Exercise details:
Write out every line of the items below as a numbered list, skipping blank lines and leaving out the pictures.

The input:
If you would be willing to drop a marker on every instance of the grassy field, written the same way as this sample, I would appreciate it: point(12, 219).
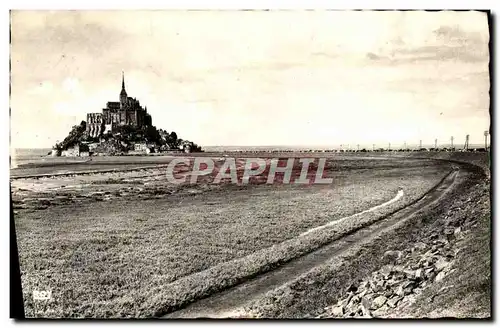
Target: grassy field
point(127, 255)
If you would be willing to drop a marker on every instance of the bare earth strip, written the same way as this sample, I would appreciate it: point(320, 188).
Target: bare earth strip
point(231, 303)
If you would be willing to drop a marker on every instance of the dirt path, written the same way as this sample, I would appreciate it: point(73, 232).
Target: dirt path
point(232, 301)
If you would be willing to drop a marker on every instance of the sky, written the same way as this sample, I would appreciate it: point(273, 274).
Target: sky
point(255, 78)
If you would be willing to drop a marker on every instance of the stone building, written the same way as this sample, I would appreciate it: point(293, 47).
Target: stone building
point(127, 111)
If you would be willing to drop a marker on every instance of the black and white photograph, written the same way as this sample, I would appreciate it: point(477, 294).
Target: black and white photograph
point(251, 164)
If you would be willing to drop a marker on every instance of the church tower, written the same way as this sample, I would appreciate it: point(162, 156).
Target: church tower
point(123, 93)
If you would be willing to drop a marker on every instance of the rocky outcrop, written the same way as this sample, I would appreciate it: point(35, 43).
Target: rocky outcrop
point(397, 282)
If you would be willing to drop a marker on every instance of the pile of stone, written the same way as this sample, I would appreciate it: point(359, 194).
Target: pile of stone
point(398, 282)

Final answer:
1. If you would be willing to drop a marker on every instance of the grassy field, written the same way as this sample, I would appreciate it: point(12, 219).
2. Target: grassy field
3. point(127, 255)
4. If you would be willing to drop a marker on every instance of the bare earth strip, written the same way as this sample, I would appreciate it: point(320, 188).
5. Target: bare earth strip
6. point(231, 303)
7. If you would be willing to drop a marker on every instance of the dirt path, written the same way as this sample, I would appreciate it: point(73, 232).
8. Target: dirt path
9. point(232, 301)
10. If you would be willing to drop a marker on every instance of the sky, written the same way as this sample, I would appreciate it: point(273, 274).
11. Target: sky
12. point(255, 78)
13. If you would be willing to drop a marker on every instance of the stone building, written the same way as this sample, I would appreciate it: point(293, 47).
14. Target: stone building
15. point(127, 111)
16. If you would be willing to drop a marker on every instance of the black and white photograph, written the same way as this sample, I would appreciate it: point(477, 294).
17. Target: black and white photograph
18. point(251, 164)
19. If you would be willing to drop a marker on every instance of the church tower, written the same way as this sample, I would appreciate it: point(162, 156).
20. Target: church tower
21. point(123, 93)
22. If you would be willing to drop a marker on every instance of the rocky outcrop, written the same way as this sample, I would appreciate it: point(35, 43).
23. Target: rocky outcrop
24. point(397, 282)
25. If you would be willing to drop a marker on every instance of the pile of stone, written the same way as this sample, I would appreciate it: point(359, 194).
26. Target: pile of stone
27. point(398, 282)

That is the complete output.